[Rows from a pointing dataset]

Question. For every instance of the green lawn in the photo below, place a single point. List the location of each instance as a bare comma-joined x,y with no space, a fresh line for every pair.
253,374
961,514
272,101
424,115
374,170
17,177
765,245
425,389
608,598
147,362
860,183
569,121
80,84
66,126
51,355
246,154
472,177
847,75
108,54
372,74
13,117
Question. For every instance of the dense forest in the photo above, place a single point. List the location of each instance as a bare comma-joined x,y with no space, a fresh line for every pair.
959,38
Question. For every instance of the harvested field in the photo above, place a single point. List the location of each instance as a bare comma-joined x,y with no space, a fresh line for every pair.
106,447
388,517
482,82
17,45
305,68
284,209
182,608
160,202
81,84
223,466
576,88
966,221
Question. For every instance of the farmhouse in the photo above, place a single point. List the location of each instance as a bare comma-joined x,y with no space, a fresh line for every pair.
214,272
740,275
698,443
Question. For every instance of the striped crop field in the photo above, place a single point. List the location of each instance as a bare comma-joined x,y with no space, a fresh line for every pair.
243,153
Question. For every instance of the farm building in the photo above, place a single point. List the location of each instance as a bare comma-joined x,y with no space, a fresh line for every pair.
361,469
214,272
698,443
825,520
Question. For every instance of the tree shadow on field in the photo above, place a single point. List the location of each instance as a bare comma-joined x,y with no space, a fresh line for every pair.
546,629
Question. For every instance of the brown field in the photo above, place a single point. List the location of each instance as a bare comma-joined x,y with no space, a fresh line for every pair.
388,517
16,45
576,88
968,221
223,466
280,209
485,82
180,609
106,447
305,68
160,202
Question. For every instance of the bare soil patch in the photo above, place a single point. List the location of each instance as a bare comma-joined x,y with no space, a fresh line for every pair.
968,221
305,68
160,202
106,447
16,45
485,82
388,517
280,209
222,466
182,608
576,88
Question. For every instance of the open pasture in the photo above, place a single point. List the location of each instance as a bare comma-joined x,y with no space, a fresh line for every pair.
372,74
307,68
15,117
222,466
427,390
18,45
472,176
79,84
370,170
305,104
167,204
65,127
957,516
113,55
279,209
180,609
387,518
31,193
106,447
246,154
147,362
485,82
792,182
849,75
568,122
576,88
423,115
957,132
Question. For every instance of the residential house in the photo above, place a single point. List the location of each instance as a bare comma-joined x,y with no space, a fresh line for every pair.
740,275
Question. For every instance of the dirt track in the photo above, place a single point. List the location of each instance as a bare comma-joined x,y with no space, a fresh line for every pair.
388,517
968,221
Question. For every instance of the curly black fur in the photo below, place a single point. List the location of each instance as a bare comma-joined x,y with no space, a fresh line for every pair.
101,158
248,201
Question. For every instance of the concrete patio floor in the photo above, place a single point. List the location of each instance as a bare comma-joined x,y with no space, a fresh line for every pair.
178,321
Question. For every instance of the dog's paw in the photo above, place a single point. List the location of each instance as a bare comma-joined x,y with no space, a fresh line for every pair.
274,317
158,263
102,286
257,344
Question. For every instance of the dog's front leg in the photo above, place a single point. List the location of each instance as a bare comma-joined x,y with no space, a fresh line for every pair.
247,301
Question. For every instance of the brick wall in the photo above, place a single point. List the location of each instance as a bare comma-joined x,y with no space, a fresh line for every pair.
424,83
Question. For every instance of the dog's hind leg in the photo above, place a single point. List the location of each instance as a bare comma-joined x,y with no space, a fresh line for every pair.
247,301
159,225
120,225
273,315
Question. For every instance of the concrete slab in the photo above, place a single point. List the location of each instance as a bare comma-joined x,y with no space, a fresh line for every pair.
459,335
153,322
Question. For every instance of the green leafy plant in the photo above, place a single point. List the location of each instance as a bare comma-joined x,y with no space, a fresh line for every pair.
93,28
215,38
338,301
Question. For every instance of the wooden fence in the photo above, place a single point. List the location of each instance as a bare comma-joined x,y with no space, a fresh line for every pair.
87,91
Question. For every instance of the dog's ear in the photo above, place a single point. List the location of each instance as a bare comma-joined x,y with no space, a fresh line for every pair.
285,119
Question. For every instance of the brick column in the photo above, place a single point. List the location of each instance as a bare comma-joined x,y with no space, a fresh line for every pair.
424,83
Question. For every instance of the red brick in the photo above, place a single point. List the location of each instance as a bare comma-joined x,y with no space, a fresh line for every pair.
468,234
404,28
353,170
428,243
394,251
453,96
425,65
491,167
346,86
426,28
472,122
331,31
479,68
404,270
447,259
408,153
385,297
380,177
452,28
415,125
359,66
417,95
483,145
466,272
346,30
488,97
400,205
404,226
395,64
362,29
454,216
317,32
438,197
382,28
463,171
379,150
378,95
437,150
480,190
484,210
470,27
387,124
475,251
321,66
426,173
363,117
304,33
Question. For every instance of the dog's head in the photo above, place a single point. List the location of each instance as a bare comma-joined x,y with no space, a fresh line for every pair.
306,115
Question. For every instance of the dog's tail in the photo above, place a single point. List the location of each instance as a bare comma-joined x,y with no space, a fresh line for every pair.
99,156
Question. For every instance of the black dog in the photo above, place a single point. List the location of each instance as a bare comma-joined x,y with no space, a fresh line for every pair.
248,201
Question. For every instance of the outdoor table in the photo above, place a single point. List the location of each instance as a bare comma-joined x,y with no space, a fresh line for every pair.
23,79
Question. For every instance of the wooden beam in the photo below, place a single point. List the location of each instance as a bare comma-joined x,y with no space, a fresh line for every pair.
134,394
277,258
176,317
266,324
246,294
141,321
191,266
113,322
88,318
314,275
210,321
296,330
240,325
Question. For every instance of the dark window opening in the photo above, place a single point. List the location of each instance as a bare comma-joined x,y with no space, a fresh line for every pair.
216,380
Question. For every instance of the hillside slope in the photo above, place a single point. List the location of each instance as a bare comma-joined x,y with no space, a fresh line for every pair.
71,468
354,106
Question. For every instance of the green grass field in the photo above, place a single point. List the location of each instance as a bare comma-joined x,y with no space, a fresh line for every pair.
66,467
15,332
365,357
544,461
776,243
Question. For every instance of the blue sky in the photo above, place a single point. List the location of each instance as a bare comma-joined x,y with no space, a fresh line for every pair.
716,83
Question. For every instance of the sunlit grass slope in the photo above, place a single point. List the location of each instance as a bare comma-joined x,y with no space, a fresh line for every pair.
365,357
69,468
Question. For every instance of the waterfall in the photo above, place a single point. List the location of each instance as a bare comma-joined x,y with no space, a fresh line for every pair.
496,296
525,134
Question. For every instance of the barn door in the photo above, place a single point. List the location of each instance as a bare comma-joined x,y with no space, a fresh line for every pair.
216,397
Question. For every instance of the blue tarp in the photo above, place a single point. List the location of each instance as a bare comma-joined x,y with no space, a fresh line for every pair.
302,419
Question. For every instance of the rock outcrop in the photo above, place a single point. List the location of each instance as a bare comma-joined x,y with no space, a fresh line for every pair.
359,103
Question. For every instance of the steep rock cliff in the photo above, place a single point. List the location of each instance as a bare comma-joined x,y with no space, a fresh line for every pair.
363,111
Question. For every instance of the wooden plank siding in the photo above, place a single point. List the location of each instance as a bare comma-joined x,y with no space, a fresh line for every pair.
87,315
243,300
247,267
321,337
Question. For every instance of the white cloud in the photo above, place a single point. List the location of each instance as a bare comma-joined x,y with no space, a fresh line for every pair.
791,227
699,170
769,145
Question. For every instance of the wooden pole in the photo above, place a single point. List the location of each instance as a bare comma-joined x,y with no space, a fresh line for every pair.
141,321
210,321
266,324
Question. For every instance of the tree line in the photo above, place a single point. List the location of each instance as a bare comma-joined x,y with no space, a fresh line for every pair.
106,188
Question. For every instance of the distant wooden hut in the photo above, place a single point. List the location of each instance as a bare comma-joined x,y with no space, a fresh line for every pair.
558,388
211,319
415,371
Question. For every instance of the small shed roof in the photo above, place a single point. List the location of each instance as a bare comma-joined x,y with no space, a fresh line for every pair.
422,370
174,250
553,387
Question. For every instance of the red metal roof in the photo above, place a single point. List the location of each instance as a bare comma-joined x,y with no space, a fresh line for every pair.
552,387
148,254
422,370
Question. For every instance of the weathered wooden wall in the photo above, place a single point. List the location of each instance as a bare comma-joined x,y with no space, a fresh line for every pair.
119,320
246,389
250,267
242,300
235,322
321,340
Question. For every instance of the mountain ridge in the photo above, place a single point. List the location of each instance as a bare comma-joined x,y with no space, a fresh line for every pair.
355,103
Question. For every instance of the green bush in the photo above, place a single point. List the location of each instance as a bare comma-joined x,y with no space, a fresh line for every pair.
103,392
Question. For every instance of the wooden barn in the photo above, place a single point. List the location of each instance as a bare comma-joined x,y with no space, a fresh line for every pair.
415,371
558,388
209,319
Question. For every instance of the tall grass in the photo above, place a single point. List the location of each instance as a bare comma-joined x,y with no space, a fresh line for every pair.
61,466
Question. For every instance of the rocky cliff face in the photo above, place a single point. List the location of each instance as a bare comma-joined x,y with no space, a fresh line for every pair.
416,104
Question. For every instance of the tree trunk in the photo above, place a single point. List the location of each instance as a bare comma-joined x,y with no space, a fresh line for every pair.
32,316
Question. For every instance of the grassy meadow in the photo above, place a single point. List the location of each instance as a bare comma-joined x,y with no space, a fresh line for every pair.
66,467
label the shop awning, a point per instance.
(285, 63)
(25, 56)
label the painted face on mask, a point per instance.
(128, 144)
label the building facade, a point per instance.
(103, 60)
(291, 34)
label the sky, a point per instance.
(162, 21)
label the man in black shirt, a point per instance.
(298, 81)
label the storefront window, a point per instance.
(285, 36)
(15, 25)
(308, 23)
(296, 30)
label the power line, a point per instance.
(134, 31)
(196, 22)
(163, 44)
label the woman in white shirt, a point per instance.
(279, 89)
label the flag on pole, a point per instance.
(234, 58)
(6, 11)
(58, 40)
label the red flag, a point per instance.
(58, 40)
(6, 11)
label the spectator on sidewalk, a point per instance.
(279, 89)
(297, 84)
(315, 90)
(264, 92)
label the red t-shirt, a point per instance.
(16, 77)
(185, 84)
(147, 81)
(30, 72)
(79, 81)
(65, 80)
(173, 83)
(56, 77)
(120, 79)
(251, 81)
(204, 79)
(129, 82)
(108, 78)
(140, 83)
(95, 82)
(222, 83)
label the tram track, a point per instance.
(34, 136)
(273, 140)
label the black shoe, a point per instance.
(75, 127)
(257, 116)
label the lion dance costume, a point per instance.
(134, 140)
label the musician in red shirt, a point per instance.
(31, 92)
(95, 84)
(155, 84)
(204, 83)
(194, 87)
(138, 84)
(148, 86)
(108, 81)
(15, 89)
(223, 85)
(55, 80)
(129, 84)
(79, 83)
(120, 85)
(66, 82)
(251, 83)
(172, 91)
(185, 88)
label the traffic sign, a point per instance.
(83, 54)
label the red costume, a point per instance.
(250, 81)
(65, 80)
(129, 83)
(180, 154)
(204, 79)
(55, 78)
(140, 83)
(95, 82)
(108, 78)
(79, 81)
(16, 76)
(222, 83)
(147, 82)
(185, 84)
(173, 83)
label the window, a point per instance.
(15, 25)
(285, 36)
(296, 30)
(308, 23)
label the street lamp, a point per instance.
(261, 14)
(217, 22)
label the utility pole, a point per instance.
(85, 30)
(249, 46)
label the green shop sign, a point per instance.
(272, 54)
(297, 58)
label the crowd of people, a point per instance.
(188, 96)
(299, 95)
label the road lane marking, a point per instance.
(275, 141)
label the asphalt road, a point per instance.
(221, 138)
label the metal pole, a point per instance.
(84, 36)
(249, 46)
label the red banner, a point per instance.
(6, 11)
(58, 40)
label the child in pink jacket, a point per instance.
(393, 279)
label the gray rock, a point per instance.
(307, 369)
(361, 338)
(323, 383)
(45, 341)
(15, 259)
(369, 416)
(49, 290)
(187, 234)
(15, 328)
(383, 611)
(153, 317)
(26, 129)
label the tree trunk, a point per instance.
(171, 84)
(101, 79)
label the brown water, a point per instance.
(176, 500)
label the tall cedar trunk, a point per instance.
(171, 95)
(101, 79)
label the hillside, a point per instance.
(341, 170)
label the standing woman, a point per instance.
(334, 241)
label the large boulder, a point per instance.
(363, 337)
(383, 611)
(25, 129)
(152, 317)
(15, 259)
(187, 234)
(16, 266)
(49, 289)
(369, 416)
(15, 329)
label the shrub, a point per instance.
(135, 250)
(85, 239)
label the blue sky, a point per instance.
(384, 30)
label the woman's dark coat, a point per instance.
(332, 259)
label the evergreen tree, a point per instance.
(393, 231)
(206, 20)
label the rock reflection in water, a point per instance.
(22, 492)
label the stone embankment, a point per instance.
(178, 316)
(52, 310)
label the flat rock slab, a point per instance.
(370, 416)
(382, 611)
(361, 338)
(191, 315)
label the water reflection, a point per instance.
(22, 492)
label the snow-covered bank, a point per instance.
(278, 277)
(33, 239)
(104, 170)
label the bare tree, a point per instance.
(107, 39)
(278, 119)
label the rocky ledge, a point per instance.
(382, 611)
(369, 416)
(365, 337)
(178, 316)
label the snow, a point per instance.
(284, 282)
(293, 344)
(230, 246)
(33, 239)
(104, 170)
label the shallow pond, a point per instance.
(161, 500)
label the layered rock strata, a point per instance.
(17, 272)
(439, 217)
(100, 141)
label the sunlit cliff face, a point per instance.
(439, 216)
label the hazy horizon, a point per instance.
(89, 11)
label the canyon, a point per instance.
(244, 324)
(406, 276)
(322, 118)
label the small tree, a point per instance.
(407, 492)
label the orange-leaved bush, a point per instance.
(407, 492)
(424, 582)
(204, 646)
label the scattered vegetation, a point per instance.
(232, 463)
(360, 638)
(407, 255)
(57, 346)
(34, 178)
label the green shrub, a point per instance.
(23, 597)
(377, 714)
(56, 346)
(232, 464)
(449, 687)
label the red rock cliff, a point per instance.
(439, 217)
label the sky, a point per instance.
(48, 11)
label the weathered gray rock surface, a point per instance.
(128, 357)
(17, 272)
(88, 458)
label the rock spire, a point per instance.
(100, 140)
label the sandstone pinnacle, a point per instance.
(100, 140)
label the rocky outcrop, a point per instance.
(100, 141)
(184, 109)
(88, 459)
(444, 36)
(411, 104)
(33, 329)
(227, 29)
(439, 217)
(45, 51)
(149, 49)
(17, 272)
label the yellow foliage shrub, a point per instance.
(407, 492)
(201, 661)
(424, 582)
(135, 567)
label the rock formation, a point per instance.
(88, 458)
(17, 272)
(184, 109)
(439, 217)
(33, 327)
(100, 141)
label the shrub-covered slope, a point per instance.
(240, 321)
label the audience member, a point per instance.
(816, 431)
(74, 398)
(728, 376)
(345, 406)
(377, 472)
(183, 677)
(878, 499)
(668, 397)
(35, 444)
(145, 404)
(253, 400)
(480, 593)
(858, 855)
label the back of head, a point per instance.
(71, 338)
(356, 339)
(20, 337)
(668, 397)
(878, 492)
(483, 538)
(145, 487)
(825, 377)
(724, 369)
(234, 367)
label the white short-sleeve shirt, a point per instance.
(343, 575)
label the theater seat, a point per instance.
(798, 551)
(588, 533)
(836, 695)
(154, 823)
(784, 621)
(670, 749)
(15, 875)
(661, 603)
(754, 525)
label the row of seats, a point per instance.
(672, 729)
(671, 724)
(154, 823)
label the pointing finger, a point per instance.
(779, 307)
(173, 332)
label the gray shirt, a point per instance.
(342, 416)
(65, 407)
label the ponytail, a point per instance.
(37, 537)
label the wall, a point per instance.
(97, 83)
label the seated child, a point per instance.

TASK PROMPT.
Exactly as written, give the line containing "label the back of head, a point per instance." and all remaining lines of the records.

COMPLETE RESPONSE.
label the back of head, a point per instance.
(71, 338)
(356, 339)
(20, 337)
(668, 397)
(878, 492)
(483, 538)
(145, 487)
(825, 377)
(724, 369)
(234, 367)
label the white short-sleeve shirt, a point per instance.
(343, 575)
label the theater seat, a point per instance.
(798, 551)
(588, 533)
(836, 695)
(154, 823)
(784, 621)
(670, 749)
(15, 875)
(661, 603)
(754, 525)
label the row of seats, a point per instance.
(672, 729)
(671, 724)
(154, 823)
label the pointing finger, a point per instance.
(779, 307)
(173, 332)
label the gray shirt, a point per instance.
(342, 416)
(65, 407)
label the ponytail, a point per instance.
(37, 537)
label the wall, a point per instance.
(97, 83)
label the seated child, a point per instance.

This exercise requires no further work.